Book XI also gives us the only mention of Christianity (3); Marcus criticizes them for obstinacy in martyrdom and contrasts this with rational Stoic acceptance of death. This mention is sometimes regarded as an interpolation, on grammatical grounds. Given the nature of the interpolation (assuming it was one), however, it seems that at least an early marginaliast thought that the Emperor was making an allusion to Christianity in the comment; and the contrast seems a perfectly reasonable one for a pagan Stoic to make.

One of the more interesting, yet more obscure notes in the Book is found in section 18, in which we get a series of considerations which are presented as something worth treating "as gifts from the Muses," which make it possible to live a truly and appropriately human (and thus rational) life. We might summarize them roughly as follows:

(1) One's relation to others, that we were born for each other's sake.
(2) How people act in their daily lives, and how vain it often is.
(3) That those who do wrong do so ignorantly and involuntarily.
(4) That we ourselves frequently err.
(5) That even when people seem to do wrong, there may be more than meets the eye.
(6) That human life is very brief.
(7) That we are not annoyed by the actions of others but by how we judge them.
(8) That our anger and vexation and the actions of others have worse consequences for us than those actions.
(9) "Kindliness is invincible if it is genuine, not malicious or hypocritical."

● Exercises to complete
• 1. In the commentary on Book XI, what does Marcus criticize Christians for?
• 2. Continue the commentary on Book XI, picking up right after its ninth listed consideration.

● Given entries
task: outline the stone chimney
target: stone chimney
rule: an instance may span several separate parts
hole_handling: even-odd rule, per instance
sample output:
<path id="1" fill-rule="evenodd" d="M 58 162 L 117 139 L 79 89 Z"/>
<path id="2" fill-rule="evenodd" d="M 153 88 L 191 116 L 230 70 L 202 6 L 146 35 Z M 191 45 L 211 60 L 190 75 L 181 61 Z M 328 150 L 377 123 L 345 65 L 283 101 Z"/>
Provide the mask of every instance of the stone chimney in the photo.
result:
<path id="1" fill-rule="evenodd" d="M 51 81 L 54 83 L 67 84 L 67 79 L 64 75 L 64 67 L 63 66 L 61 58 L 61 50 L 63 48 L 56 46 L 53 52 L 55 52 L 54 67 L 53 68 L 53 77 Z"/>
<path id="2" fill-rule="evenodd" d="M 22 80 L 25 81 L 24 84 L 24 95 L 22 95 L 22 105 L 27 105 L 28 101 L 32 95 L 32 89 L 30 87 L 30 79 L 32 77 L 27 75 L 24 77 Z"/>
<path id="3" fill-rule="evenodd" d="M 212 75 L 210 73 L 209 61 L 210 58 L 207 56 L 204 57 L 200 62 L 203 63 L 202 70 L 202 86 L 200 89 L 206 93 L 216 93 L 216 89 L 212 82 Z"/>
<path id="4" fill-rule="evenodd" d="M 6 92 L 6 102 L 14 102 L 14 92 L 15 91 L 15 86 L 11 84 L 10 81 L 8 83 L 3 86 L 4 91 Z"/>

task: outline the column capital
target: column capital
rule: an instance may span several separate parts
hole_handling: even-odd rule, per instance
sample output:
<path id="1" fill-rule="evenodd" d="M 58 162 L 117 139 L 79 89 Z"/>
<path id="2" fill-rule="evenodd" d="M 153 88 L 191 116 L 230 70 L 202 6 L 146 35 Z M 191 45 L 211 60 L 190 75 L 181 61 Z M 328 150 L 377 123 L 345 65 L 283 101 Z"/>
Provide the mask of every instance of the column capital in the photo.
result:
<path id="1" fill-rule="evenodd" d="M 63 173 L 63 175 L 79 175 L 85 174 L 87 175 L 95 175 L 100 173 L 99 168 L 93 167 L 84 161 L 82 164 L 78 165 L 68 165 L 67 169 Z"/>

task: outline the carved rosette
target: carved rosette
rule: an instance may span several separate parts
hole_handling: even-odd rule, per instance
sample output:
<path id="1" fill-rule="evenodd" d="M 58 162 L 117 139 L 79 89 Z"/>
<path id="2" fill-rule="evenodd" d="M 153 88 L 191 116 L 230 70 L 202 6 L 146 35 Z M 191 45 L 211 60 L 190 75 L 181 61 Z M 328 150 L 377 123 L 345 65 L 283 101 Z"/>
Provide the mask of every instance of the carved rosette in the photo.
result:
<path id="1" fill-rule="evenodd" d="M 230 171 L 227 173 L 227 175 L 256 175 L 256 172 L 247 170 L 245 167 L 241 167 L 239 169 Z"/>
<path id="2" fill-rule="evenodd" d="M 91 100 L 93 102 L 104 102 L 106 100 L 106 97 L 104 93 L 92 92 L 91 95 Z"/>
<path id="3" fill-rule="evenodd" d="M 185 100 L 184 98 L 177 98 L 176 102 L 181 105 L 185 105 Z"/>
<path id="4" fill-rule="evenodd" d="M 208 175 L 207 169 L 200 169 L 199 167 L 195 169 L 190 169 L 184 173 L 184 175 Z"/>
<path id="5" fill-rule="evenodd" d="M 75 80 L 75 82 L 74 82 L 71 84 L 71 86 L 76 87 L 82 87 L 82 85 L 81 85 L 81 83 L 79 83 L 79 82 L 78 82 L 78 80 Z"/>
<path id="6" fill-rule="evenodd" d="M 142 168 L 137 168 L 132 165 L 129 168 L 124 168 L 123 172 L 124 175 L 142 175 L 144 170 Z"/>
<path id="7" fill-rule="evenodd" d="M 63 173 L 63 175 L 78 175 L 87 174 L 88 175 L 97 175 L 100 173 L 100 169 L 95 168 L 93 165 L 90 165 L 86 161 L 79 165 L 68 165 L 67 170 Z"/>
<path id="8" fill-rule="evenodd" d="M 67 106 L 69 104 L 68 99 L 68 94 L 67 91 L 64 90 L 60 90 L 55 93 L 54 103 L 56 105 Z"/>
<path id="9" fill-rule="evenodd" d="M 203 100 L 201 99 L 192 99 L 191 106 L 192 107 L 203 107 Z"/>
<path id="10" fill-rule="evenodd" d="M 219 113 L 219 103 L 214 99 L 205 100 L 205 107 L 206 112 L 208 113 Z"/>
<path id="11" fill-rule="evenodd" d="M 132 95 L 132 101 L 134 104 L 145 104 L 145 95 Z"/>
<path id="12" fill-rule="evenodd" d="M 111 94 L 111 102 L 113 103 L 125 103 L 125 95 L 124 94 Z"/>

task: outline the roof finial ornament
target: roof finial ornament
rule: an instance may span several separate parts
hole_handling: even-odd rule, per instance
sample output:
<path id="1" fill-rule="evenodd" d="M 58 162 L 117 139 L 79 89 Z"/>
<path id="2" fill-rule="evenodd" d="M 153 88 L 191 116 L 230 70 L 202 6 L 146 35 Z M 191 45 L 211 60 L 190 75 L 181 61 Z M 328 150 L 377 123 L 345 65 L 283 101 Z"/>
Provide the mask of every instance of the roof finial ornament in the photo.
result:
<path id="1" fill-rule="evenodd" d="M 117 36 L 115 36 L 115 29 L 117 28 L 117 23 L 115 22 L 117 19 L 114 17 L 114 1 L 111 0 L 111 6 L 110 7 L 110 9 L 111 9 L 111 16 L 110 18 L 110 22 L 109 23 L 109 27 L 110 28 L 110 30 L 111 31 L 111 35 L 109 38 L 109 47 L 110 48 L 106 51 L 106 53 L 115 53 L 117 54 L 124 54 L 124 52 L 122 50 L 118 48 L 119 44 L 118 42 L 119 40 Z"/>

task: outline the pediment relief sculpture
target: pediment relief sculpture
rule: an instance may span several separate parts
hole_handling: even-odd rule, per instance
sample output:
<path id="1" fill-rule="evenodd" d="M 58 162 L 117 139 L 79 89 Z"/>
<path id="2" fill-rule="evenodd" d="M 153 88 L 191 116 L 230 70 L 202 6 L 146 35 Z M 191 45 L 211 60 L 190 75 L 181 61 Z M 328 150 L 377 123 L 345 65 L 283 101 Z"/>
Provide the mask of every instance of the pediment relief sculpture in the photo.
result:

● Task results
• 1. Obstinacy in martyrdom.

• 2.
To these nine, Marcus adds a fourth, "a tenth gift from the leader of the Muses": that it is absurd to expect lesser men to do no wrong, because it is absurd to desire the impossible. (It would be interesting if some kind of correspondence between these "gifts" and the actual Muses and Apollo could be identified, but I can see no definite pattern.)

Book XI ends with a large number of brief extracts from the Emperor's reading, much as we found in Book VII, although there are signs that much of the quotation here is from memory, since they are often not exact quotations and names and stories seem occasionally mixed up. There are comments from Aesop, probably through Horace (22), from Epictetus (33, 34, 35, 36, 37, 38, probably 23), possibly Aristotle (35), Epicurus, probably through Seneca (26); Homer (31); Hesiod (32); Solon, perhaps through Diogenes Laertius (29); and a number of apparently unknown sources (27, 28, 30, 39).


Book XII

Hadot notes (The Inner Citadel, p. 273) that the opposition between the causal (the guiding or determining) and the material is recurrent in Book XII (8, 10, 18, 29). The divine is also a repeated theme, both the gods and the divine within us. Perhaps we can think of this book as being particularly concerned with stripping away what is not foundational; we should focus on the now (XII, 1), strip ourselves of the material (2), avoid letting other things separate us from our reason (3), we should observe causes stripped of their husks (8, cp. 29), we should see things as they are (10), and so forth.

Some notable comments:

"If it is not the right thing, don't do it; if it is not true, don't say it." (17)

"Realize at some time that you have within you something stronger and more divine than the things which cause your passions and which would rule you altogether like a puppet on a string. What is my thought at the moment? Fear? Suspicion? Passion? Something of the sort?" (19)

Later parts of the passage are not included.